## What you are asked to do
Can you copy out every line of the records below, starting with the first line and going on through the line with "left=0, top=0, right=400, bottom=600", with 100 added to each coordinate in the answers and everything else left unchanged?

## Information supplied
***

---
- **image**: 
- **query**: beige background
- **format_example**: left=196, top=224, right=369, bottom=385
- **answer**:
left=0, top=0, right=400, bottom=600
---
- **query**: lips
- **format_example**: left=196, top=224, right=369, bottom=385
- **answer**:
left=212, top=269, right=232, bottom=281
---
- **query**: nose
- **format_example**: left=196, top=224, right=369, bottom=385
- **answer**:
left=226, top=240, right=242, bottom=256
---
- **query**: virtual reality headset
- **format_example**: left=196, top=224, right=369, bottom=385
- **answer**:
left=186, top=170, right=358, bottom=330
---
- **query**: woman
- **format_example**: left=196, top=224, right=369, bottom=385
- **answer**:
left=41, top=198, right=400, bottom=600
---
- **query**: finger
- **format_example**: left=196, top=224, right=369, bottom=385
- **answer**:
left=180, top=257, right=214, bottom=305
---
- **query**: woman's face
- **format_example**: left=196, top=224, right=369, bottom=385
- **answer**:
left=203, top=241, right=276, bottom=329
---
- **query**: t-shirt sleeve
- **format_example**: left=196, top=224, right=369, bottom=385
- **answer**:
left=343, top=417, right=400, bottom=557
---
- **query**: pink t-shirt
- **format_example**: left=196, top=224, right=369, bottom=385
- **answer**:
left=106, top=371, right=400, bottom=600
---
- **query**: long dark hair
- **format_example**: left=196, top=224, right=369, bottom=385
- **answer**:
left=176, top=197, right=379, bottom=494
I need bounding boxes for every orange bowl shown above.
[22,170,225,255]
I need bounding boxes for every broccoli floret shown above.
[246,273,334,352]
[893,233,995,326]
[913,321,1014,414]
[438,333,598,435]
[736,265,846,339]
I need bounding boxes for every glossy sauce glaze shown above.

***

## Output
---
- **image**: 
- **query**: beige background
- **format_example**: left=196, top=224, right=369, bottom=385
- **answer**:
left=100, top=100, right=500, bottom=700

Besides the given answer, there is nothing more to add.